- DIRECTIONS
1 > From the introduction below, list each case for which the writer says no proof of the probability relation could be found.
2 > In the introduction below, reproduce word for word the part that opens with the words containing "1. Introduction" and closes with "derive those relations.".

- TEXT EXCERPT
----
1. Introduction
I would like to start off by stating that I’m no expert when it comes down to Measure Theory, to say the least. I’m trying to make my way through Tom Lindstrøm’s “Introduction to Real Analysis”, but it takes time to wrap one’s head around real analysis.
So, what am I trying to do here? If you are familiar with probability you should remember the relation \(\mathbb{P}[x \le X \le x + \Delta{x}] \approx f_{X}(x) \Delta{x}\), where of course, \(X\) is a random variable and \(f_{X}(x)\) is a PDF. This is proven in some books, skimmed by in others. Eventhough you can find the proof yourself i couldn’t find one for joint probability of two random variables, for three r.v., and not even mentioning a random vector of an arbitrary size. Thus, i would like to derive those relations.
----
[Recorded data]
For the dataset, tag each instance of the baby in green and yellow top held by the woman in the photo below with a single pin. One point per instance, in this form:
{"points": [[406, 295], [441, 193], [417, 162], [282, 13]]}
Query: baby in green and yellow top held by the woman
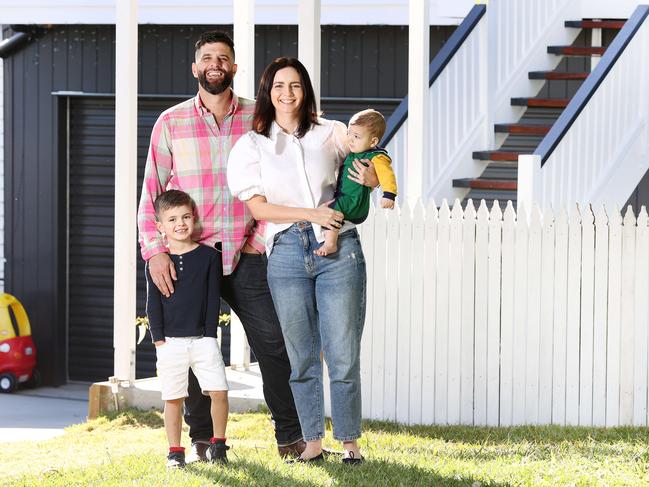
{"points": [[352, 199]]}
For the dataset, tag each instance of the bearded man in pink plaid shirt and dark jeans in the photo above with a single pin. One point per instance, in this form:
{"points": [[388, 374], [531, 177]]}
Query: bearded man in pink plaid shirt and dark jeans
{"points": [[190, 144]]}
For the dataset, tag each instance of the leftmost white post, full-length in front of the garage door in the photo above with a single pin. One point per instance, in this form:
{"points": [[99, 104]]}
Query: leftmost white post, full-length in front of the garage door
{"points": [[125, 188]]}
----
- PER-TASK OUTPUTS
1 >
- Joint probability of two random variables
- Three random variables
- A random vector of an arbitrary size

2 >
1. Introduction
I would like to start off by stating that I’m no expert when it comes down to Measure Theory, to say the least. I’m trying to make my way through Tom Lindstrøm’s “Introduction to Real Analysis”, but it takes time to wrap one’s head around real analysis.
So, what am I trying to do here? If you are familiar with probability you should remember the relation \(\mathbb{P}[x \le X \le x + \Delta{x}] \approx f_{X}(x) \Delta{x}\), where of course, \(X\) is a random variable and \(f_{X}(x)\) is a PDF. This is proven in some books, skimmed by in others. Eventhough you can find the proof yourself i couldn’t find one for joint probability of two random variables, for three r.v., and not even mentioning a random vector of an arbitrary size. Thus, i would like to derive those relations.